* **Goal of the exercise**
Pull every line from the data below that contains the string "vintage" and copy each in full. Case counts, so match capitalization exactly.

* **Excerpted data**
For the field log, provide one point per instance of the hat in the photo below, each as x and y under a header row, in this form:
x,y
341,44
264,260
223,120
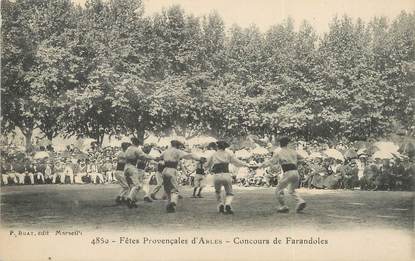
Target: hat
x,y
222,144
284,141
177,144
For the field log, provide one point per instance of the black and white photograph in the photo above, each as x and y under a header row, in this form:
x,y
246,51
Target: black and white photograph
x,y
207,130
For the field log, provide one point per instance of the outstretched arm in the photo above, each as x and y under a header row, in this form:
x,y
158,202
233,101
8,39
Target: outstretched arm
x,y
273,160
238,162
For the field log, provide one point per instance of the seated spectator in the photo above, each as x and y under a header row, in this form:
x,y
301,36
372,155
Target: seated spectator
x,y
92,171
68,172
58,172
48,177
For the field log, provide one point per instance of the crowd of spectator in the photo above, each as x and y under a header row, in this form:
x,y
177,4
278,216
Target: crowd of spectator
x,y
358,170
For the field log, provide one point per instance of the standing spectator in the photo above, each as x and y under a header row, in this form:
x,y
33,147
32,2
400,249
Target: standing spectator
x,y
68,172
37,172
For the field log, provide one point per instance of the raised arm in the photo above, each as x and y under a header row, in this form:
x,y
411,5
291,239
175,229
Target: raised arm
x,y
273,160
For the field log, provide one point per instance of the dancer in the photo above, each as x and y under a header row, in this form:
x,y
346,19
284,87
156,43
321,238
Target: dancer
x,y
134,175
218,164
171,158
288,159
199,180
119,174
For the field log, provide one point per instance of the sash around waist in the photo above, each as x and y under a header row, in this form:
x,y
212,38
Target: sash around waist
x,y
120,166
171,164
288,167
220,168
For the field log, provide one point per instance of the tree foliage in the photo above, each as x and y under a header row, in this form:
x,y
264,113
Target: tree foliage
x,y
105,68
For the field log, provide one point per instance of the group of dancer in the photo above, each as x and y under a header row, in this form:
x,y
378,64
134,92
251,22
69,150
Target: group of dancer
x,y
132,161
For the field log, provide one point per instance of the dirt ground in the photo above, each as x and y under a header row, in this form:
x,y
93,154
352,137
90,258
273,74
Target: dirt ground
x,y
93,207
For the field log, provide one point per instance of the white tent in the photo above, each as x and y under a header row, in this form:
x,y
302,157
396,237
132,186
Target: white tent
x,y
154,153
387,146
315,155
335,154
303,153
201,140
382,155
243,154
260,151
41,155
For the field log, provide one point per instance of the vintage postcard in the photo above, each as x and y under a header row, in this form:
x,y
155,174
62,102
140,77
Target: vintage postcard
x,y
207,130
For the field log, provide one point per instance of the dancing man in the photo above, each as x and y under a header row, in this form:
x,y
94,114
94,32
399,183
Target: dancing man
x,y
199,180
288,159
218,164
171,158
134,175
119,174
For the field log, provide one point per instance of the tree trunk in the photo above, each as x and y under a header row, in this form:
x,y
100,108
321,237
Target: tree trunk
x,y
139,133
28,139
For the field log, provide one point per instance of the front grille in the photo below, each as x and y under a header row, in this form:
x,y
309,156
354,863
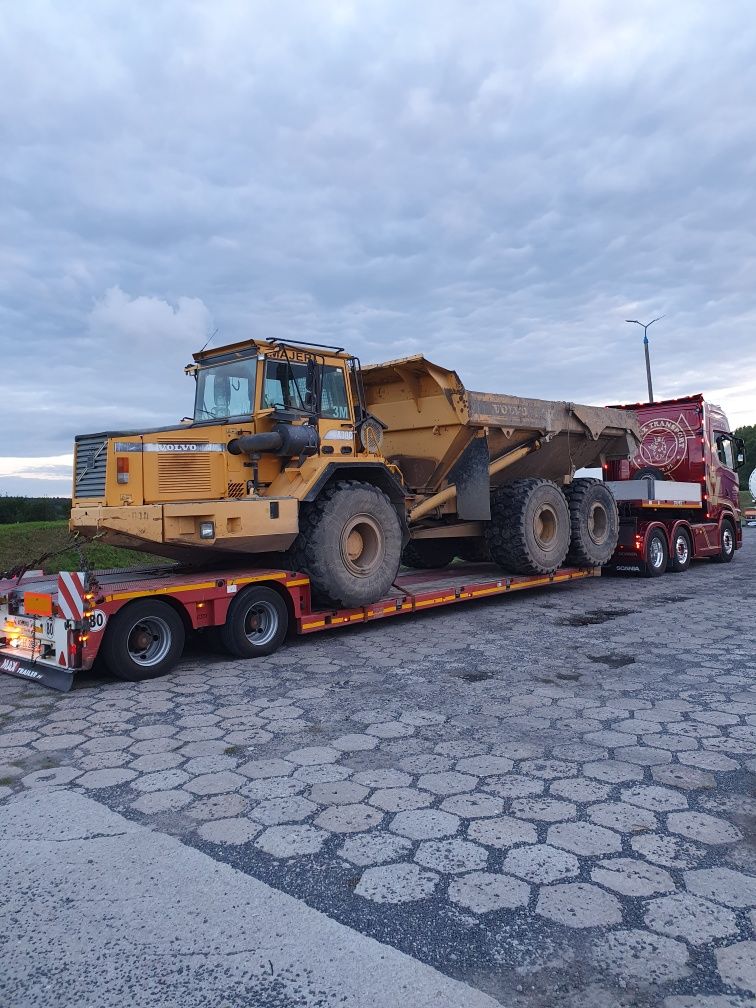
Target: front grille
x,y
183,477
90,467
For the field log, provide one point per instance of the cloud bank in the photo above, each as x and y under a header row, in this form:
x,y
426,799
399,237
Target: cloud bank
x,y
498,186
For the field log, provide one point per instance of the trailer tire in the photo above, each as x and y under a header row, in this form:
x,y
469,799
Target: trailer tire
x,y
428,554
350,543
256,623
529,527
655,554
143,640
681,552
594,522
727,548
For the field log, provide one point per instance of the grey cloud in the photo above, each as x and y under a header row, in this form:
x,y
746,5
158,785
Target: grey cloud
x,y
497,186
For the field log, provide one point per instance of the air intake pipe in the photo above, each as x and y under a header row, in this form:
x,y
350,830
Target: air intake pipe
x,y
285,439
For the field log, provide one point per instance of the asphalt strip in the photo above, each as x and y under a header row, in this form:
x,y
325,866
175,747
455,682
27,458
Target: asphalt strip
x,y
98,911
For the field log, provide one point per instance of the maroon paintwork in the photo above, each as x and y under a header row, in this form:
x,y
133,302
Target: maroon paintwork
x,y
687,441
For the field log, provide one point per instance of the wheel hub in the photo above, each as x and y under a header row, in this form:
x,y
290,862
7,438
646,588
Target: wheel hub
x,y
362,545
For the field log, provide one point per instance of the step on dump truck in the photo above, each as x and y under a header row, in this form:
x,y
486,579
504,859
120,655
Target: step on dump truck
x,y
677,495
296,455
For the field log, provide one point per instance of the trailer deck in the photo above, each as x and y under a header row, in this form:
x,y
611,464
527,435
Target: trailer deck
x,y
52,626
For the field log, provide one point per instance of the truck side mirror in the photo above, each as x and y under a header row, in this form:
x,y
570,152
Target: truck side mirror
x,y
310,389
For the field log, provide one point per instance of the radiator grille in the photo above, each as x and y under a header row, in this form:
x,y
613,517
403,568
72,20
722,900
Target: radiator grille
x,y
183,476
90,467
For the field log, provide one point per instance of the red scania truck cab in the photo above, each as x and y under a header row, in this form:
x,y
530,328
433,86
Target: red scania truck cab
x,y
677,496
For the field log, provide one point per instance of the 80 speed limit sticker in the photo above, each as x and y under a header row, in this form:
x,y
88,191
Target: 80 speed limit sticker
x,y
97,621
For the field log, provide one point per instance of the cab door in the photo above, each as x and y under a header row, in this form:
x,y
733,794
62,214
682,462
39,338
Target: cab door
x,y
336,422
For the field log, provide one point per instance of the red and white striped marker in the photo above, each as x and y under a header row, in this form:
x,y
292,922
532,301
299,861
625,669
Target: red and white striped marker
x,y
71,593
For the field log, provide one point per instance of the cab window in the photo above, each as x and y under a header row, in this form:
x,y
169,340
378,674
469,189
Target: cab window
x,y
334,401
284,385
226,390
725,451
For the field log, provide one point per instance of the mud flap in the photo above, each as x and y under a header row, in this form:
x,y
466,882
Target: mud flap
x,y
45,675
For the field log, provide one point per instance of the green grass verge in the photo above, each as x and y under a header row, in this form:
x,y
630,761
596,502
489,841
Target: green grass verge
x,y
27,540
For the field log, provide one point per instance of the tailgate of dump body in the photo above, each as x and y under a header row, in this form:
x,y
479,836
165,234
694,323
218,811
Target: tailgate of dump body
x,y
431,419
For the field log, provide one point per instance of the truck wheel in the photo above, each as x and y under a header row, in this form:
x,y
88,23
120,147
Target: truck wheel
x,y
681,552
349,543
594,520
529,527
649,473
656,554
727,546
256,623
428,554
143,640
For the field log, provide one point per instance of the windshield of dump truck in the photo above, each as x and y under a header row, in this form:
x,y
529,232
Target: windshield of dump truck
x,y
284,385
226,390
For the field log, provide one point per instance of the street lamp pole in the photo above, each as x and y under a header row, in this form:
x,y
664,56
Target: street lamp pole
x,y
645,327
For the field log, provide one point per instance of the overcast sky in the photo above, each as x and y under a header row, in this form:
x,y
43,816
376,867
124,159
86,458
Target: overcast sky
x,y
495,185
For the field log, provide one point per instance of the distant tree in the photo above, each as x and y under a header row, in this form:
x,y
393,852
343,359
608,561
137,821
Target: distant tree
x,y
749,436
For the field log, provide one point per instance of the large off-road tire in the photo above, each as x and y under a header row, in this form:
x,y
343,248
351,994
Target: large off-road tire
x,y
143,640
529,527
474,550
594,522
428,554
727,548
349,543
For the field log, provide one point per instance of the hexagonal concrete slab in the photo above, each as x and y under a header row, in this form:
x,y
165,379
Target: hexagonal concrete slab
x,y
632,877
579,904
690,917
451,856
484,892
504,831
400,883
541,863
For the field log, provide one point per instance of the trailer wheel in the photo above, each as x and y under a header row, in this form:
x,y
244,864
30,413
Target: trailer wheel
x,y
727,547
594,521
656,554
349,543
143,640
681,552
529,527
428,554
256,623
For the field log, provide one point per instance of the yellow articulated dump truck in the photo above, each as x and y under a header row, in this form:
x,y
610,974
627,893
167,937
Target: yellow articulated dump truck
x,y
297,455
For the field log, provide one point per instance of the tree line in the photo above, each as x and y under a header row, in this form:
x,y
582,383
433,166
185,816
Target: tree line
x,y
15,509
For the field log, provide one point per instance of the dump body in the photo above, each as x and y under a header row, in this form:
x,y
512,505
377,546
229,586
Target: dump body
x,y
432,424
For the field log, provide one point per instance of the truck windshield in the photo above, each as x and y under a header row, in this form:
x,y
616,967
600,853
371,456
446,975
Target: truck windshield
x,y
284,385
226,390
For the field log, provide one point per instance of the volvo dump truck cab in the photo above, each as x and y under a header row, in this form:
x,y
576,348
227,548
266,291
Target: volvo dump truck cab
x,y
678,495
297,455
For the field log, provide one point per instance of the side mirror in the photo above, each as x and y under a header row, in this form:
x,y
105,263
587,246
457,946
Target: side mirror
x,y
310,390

---

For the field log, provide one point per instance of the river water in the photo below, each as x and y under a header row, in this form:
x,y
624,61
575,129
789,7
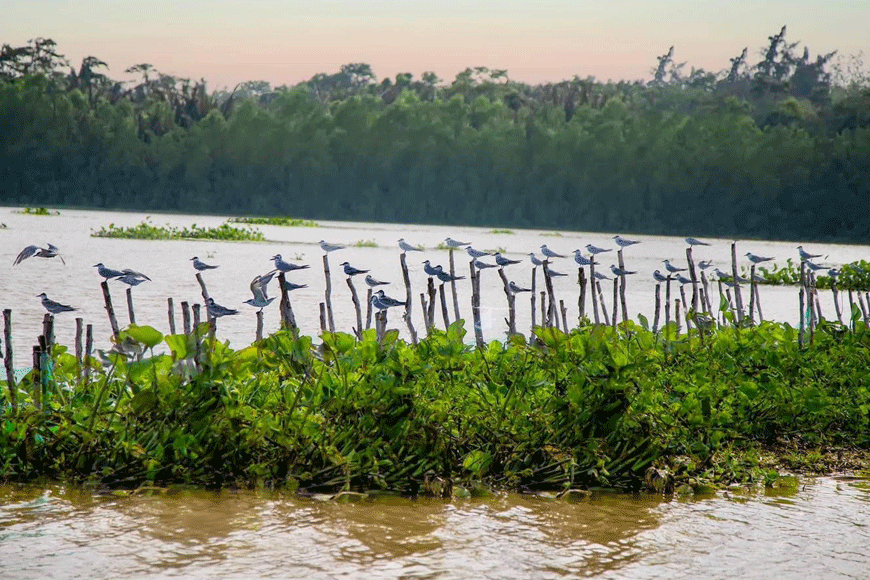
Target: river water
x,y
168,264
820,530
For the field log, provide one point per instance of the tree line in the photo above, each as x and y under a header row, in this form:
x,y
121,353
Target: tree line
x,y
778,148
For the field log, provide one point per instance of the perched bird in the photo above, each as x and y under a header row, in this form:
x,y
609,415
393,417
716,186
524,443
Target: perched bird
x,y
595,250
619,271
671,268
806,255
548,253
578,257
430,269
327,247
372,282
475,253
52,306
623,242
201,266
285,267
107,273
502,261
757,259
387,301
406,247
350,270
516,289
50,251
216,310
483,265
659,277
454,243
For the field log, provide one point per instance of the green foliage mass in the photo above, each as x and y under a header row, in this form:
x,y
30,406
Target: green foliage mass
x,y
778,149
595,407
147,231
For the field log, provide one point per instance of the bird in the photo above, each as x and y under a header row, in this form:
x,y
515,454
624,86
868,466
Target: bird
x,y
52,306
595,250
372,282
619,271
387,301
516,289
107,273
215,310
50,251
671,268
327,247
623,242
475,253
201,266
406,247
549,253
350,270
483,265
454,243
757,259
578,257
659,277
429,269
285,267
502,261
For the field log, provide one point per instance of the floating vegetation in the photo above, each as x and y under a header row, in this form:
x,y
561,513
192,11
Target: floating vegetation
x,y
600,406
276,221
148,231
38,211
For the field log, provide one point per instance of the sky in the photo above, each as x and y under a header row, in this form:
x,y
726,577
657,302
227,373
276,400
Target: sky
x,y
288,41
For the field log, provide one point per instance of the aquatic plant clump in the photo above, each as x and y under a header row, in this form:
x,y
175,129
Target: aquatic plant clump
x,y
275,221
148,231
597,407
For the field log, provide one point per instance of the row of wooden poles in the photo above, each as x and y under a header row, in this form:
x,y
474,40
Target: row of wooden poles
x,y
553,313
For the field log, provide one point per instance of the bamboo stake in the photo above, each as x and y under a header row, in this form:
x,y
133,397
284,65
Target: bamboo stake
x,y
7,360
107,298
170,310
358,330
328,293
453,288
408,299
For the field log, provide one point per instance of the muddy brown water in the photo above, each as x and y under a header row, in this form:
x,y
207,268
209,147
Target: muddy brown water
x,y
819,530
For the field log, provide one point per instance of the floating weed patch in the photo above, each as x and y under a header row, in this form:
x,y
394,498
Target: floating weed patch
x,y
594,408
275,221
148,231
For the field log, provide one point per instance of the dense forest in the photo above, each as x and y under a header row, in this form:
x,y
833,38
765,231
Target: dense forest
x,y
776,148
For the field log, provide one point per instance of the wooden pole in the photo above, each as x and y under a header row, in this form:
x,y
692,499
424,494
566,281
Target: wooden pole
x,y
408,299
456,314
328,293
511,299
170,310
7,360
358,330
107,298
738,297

* **Written solution**
For the field log, provide one point per instance of the vintage postcard in the photo above, each as x and y under a header row, in this form:
Target: vintage postcard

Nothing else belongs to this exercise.